> **THE DATA**
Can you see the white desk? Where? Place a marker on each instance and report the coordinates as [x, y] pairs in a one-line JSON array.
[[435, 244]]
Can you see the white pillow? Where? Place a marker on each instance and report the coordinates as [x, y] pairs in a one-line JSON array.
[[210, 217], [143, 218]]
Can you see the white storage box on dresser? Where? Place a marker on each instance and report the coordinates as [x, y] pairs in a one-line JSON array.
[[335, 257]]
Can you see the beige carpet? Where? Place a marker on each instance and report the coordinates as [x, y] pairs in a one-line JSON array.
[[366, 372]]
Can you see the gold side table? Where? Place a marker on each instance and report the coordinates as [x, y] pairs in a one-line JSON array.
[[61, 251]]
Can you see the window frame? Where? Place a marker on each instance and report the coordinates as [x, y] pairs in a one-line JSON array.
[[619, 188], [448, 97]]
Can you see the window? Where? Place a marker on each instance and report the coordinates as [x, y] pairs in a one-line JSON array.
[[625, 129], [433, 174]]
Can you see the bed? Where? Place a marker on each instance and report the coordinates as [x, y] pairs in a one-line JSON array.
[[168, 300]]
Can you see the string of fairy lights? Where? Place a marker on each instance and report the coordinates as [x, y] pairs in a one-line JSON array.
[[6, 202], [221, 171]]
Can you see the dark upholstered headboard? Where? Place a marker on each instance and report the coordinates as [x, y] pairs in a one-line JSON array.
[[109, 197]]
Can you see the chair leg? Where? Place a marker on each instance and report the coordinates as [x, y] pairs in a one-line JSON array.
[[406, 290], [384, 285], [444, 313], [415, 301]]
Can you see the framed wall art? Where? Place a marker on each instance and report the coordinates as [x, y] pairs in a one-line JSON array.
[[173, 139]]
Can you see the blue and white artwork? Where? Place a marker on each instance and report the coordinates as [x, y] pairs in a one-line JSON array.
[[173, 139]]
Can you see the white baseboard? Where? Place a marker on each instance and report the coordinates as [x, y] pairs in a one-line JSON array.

> **TASK PROMPT**
Your response should be the exact lines running from the one with "Can you see the string" to the final line of the material above.

> **OUTPUT OF THE TASK**
Can you see the string of fairy lights? Where? Place a marker on each instance and report the coordinates as [x, y] pairs in a one-line JSON array.
[[6, 202], [221, 171]]
Can you see the dark upholstered headboard? Where? Place a marker on each instance and report the coordinates as [x, y] pairs in a one-line JSON array.
[[109, 197]]
Can you see the chair leg? Where? Place a marker on each instance and report the coordinates as [x, y] pairs in a one-line JSON array.
[[406, 290], [384, 285], [444, 313], [415, 301]]
Can you see the framed wall art? Where? Place a marker on each instance and report the coordinates as [x, y] pairs in a one-line JSON array.
[[173, 139]]
Can you see the blue and white artwork? Where? Place a marker on each instance and report the coordinates as [x, y] pairs in a one-line JSON array.
[[173, 139]]
Can you see the white baseboard? Where? Place a marker on each instance and report the coordinates as [x, y] pairs in a one-line JSON array.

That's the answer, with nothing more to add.